▼▼▼

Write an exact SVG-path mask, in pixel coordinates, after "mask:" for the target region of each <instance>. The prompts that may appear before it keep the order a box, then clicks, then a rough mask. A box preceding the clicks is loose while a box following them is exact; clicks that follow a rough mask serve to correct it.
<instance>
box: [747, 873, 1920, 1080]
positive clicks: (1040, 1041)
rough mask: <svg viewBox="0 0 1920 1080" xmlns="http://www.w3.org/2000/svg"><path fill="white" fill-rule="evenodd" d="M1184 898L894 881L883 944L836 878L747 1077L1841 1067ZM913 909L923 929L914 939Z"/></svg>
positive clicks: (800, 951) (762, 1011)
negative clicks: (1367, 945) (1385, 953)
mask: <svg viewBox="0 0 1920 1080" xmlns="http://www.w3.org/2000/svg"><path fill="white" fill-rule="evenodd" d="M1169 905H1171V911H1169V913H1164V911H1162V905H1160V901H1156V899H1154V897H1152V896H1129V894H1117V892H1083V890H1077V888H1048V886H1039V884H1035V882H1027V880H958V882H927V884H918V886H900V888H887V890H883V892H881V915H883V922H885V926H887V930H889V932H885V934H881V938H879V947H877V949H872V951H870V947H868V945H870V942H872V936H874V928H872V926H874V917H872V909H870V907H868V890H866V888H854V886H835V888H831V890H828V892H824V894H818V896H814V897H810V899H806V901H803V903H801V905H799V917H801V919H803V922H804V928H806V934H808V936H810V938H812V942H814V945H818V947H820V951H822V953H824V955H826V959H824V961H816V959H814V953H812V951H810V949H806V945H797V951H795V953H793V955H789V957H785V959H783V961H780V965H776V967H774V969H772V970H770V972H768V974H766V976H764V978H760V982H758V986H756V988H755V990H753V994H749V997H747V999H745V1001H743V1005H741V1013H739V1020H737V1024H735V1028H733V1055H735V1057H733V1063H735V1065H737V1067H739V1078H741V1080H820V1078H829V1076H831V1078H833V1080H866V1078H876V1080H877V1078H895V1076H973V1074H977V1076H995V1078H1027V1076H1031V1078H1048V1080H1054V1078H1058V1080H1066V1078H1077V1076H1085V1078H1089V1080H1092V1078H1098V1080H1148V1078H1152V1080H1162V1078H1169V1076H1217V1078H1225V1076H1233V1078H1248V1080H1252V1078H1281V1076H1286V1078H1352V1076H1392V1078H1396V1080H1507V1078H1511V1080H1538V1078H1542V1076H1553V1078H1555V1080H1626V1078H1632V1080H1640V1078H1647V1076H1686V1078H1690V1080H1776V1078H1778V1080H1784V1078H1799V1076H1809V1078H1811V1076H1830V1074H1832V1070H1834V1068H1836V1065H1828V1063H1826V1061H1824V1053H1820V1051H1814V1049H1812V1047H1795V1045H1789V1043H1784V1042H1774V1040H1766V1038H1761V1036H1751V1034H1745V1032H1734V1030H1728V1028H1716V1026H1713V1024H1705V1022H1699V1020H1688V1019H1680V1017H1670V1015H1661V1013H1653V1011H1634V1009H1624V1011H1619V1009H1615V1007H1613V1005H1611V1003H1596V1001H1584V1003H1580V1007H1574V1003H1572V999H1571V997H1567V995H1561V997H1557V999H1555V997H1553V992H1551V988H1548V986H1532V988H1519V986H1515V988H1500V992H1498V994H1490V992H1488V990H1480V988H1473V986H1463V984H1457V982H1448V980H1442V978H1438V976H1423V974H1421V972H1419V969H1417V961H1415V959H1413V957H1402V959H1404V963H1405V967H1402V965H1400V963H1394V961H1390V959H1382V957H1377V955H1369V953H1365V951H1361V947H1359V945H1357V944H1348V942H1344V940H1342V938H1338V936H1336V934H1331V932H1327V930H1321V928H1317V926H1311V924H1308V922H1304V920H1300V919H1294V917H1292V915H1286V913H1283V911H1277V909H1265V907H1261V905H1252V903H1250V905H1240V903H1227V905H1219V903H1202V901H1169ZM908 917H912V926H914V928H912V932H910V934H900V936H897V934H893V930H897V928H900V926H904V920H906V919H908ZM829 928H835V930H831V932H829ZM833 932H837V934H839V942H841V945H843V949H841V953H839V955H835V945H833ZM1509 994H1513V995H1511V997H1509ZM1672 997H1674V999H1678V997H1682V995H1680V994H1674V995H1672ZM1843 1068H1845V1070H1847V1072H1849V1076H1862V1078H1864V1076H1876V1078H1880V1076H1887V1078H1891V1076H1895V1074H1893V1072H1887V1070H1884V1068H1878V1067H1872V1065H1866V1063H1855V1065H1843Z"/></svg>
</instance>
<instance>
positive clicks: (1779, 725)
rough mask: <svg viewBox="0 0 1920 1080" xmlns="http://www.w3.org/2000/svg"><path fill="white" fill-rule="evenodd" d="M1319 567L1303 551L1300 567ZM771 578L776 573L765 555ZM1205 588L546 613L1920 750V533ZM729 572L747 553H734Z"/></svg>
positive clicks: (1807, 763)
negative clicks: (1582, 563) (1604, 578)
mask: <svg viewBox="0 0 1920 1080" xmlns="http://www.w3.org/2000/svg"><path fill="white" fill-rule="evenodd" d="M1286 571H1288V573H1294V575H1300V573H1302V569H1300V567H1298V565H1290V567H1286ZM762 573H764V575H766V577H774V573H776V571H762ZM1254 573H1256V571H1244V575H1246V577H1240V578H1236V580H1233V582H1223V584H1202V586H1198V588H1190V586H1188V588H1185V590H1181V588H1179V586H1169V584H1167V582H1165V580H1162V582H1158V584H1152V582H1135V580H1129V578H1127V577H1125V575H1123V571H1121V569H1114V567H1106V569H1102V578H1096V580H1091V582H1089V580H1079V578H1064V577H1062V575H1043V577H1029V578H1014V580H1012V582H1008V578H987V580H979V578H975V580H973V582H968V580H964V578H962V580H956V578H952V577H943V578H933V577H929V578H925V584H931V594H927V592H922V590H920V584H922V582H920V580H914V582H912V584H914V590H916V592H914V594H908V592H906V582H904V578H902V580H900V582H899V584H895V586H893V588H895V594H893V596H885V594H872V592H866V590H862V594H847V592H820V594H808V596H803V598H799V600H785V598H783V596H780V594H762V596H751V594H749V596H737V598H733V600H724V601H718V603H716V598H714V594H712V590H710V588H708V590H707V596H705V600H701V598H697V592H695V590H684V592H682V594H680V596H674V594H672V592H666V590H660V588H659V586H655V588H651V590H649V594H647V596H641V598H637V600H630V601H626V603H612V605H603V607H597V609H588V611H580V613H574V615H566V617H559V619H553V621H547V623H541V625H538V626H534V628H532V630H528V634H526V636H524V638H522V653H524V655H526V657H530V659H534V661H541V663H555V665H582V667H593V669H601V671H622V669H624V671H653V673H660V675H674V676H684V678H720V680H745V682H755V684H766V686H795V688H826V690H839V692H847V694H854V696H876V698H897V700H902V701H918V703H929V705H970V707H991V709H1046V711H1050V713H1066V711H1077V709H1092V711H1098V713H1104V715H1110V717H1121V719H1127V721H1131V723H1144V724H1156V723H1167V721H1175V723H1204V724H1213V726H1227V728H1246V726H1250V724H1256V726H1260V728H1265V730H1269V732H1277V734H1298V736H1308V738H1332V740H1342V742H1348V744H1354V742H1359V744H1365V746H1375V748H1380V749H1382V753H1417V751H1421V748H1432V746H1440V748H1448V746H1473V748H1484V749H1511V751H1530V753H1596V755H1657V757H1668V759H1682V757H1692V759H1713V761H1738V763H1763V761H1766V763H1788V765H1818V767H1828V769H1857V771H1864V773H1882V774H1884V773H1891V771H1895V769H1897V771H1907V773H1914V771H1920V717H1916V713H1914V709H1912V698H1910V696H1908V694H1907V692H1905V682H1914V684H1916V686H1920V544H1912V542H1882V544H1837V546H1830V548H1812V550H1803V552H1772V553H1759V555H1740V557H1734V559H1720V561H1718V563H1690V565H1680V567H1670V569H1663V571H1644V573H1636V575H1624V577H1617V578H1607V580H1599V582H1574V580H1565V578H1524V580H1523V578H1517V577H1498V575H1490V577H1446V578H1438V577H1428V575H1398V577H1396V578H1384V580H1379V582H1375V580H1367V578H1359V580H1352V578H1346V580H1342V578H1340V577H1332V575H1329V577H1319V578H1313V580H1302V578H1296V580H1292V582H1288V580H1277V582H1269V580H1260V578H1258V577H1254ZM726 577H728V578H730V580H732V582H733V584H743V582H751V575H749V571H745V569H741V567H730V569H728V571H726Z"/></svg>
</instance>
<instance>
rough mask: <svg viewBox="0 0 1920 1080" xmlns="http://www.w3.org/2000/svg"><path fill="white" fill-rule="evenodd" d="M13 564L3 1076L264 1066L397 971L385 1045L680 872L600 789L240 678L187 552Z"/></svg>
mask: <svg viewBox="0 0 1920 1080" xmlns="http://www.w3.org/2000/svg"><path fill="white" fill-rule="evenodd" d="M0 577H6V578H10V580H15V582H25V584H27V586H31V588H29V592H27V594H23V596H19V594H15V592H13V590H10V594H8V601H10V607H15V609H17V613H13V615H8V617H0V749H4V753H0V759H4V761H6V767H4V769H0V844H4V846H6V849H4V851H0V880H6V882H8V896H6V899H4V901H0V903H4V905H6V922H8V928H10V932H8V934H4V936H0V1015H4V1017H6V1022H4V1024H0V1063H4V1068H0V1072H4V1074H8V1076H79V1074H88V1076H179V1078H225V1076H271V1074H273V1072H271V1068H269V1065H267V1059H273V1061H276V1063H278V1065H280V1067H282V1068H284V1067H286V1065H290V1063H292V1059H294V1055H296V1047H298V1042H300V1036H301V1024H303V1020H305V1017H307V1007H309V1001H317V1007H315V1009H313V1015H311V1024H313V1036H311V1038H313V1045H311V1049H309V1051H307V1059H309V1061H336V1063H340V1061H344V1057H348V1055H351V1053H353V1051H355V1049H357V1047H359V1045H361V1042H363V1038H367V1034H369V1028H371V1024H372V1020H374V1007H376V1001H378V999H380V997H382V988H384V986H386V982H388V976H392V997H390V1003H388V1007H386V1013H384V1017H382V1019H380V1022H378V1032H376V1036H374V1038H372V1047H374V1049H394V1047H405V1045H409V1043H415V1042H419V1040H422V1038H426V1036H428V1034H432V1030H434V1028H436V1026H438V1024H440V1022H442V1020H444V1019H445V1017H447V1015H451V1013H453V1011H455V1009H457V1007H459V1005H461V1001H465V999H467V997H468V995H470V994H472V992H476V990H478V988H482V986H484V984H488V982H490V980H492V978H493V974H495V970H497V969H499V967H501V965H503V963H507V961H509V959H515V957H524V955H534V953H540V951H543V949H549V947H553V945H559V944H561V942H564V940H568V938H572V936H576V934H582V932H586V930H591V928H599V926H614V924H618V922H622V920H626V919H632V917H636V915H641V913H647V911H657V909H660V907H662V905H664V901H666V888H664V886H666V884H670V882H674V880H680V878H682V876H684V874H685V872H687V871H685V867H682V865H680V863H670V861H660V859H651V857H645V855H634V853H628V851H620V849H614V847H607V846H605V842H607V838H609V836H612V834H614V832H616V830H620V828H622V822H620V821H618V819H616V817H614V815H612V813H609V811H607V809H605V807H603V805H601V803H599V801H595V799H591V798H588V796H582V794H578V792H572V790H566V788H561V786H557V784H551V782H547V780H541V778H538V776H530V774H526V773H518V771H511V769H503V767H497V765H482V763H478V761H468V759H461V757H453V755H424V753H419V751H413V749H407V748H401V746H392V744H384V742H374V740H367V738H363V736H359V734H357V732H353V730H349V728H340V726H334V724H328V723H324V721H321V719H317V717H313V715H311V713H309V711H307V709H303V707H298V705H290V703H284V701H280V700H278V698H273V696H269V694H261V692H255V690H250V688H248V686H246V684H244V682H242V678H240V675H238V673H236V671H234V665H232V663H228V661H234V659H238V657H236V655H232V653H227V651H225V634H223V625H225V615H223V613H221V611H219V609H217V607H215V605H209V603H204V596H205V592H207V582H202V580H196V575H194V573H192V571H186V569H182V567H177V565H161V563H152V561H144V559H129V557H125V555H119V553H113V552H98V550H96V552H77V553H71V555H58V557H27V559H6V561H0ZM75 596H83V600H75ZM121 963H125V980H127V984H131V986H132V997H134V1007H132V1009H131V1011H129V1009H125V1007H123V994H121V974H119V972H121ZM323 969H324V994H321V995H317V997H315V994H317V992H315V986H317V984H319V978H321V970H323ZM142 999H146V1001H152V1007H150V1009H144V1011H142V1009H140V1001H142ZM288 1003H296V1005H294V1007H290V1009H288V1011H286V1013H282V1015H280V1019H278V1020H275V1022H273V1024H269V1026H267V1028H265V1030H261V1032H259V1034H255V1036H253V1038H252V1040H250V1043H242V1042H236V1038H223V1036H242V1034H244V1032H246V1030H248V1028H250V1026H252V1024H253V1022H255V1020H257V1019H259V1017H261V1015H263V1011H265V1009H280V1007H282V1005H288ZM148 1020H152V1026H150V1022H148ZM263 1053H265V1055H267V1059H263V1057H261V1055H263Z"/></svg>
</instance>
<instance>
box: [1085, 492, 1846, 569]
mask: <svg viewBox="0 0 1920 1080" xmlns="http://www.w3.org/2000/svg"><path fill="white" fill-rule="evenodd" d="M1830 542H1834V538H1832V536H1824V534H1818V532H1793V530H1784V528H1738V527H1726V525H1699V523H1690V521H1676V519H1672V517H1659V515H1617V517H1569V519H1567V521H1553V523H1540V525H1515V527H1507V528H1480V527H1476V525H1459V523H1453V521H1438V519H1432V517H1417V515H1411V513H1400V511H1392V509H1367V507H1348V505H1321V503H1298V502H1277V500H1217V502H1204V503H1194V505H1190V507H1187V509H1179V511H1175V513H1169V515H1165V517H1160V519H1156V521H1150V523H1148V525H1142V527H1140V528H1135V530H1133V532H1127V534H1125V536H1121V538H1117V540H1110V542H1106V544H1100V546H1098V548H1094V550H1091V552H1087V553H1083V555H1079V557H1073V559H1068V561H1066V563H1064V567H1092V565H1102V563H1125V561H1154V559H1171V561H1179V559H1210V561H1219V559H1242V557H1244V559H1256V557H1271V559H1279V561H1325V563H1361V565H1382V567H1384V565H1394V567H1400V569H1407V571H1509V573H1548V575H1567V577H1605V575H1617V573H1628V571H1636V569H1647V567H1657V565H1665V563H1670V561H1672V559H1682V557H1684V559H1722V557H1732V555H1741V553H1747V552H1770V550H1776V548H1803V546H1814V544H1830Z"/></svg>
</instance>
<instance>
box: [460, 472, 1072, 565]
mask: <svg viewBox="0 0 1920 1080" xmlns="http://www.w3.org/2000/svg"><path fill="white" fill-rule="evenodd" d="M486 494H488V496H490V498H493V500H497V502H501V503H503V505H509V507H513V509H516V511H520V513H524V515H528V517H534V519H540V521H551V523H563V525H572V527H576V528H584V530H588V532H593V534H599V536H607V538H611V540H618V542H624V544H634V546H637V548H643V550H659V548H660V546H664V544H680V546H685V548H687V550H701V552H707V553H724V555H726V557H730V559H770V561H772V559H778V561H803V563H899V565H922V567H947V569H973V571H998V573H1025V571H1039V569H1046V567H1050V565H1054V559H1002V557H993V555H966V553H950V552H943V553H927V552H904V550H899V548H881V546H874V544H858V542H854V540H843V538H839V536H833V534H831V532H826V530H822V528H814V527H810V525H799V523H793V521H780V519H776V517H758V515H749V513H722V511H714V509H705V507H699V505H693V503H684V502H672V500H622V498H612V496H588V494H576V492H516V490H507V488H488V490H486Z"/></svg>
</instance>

▲▲▲

**Directive:** List every line of the material above that contains the string "clicks", matching case exactly.

**Task answer:**
Write an exact SVG-path mask, in pixel coordinates, after "mask:" for the target region of each <instance>. The prompts that may appear before it keep the order a box, then clicks, then a rough mask. A box preceding the clicks is loose while a box following them is exact; clicks that follow a rough mask serve to correct it.
positive clicks: (1040, 1041)
positive clicks: (800, 951) (762, 1011)
negative clicks: (1367, 945) (1385, 953)
positive clicks: (1779, 725)
positive clicks: (1807, 763)
negative clicks: (1582, 563) (1604, 578)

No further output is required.